Dataset records Start Marker
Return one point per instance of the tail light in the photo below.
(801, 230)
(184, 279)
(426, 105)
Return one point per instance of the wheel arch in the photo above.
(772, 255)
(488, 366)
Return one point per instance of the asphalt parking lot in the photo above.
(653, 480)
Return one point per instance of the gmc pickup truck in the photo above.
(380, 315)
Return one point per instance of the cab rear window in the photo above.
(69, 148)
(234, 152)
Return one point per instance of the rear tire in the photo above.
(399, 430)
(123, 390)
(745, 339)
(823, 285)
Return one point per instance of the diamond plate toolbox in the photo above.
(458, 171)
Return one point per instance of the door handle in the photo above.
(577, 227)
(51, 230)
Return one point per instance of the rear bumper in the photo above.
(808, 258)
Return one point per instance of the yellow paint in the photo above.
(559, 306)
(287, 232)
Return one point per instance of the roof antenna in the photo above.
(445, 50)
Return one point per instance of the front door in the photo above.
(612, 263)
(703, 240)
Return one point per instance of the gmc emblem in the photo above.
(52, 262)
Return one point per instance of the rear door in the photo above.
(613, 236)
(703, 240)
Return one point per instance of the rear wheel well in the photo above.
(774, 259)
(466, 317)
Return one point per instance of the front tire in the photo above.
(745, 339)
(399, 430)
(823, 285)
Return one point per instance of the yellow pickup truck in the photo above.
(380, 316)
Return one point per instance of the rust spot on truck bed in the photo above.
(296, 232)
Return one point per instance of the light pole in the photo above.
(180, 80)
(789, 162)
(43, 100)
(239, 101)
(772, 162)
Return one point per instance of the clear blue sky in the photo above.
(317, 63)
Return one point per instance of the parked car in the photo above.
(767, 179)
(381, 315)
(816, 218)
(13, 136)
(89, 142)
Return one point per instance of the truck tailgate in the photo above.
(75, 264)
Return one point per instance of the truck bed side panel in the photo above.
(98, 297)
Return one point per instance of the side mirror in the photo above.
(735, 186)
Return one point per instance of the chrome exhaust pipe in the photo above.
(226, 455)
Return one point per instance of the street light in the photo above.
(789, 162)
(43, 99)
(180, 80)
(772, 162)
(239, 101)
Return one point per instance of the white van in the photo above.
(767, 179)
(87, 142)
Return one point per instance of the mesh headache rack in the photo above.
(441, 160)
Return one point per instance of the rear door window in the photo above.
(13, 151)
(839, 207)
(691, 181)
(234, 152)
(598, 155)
Dataset records End Marker
Dataset records Start Marker
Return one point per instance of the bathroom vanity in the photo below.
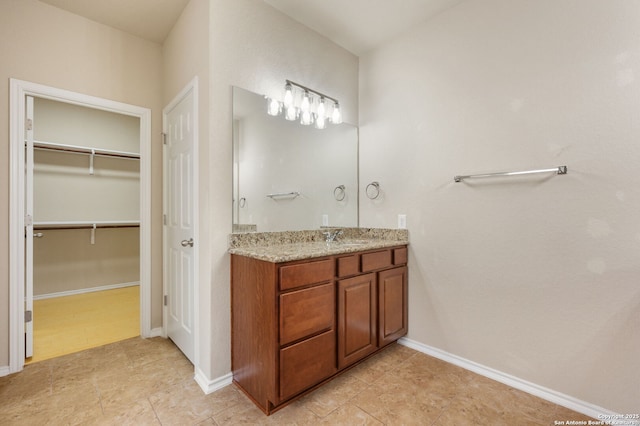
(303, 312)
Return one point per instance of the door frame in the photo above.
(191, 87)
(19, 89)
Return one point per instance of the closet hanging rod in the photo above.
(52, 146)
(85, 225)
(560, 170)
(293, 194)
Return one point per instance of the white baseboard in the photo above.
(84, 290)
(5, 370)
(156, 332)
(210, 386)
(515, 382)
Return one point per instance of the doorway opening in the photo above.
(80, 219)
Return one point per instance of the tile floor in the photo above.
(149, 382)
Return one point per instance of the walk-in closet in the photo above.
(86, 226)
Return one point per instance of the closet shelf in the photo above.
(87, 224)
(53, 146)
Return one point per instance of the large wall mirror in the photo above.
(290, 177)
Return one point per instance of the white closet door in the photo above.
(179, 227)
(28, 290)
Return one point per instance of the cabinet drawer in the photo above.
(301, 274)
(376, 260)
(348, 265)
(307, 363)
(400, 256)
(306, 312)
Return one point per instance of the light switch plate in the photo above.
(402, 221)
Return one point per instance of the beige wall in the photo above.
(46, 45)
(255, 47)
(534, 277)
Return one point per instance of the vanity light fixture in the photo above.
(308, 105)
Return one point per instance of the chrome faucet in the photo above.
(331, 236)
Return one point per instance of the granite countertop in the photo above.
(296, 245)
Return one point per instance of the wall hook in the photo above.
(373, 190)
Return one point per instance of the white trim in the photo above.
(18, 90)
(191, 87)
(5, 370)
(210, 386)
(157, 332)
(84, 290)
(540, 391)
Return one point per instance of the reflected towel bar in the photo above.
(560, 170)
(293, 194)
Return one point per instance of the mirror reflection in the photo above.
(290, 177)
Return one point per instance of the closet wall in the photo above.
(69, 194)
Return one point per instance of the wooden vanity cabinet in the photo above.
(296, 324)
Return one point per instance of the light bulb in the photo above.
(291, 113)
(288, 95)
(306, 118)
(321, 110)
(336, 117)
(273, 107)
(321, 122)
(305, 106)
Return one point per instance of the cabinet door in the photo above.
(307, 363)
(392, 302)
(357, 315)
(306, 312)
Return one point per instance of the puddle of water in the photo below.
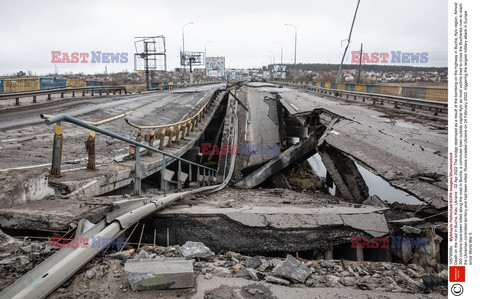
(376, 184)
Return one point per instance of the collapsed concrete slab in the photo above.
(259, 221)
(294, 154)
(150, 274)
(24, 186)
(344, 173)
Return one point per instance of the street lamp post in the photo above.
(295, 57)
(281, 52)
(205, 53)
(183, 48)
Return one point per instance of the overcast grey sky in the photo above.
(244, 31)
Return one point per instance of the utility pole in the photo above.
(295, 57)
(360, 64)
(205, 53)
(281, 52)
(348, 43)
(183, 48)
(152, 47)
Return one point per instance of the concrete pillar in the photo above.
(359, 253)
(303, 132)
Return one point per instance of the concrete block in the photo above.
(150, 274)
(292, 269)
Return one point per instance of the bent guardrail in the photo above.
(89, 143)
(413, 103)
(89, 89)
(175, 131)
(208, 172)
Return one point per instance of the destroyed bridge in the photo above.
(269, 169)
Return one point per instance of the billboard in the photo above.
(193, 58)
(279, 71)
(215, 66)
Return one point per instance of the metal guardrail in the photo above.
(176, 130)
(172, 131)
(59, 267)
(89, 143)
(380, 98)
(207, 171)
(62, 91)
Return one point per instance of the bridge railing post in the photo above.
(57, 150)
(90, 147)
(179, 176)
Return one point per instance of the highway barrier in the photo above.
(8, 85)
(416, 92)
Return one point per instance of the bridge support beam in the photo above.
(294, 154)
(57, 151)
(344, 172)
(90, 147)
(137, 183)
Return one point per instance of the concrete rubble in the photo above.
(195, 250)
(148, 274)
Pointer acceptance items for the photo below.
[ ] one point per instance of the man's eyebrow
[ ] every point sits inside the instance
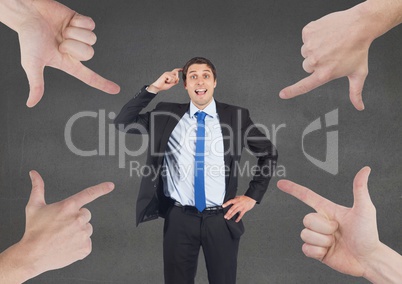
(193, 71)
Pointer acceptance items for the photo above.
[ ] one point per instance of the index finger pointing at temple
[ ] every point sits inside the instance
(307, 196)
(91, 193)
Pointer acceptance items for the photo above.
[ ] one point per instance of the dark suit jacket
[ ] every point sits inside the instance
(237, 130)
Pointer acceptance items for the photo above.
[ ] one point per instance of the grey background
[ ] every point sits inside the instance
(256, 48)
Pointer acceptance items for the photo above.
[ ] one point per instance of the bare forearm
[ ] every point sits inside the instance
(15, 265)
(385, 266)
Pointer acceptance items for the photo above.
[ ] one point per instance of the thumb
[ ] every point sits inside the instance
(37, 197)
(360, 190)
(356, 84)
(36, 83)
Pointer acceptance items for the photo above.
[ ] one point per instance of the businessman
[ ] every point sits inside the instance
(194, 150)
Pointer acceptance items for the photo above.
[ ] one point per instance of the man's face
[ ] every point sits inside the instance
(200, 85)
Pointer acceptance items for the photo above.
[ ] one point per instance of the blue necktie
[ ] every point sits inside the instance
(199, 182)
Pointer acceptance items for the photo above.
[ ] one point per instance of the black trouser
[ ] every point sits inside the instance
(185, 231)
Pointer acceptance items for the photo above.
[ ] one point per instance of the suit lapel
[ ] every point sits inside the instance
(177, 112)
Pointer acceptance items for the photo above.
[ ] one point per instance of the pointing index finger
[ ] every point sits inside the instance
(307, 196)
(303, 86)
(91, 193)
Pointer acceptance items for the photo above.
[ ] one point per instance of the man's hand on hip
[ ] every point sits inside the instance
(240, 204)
Dataset records End Marker
Dataset records Start Marker
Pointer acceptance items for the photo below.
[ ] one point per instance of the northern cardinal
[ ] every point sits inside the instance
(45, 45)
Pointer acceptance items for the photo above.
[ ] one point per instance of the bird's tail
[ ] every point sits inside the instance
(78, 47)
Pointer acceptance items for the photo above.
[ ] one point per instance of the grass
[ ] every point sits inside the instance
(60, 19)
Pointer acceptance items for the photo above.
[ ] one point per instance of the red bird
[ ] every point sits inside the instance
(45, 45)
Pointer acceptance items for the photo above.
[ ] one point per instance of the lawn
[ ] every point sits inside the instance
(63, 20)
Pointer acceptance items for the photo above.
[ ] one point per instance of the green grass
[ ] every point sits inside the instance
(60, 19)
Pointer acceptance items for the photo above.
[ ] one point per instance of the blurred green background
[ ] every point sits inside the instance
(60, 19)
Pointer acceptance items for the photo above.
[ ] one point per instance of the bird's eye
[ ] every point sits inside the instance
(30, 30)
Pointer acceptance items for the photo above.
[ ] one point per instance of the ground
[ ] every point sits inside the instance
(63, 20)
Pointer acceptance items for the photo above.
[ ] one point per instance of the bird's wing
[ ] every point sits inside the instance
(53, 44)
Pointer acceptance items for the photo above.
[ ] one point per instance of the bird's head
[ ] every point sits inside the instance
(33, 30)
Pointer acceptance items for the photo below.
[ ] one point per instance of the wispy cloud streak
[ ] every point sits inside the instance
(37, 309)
Dataset records End Marker
Brief
State the number of lines above that contain "suit". Write nothing besides it.

Result of the exercise
2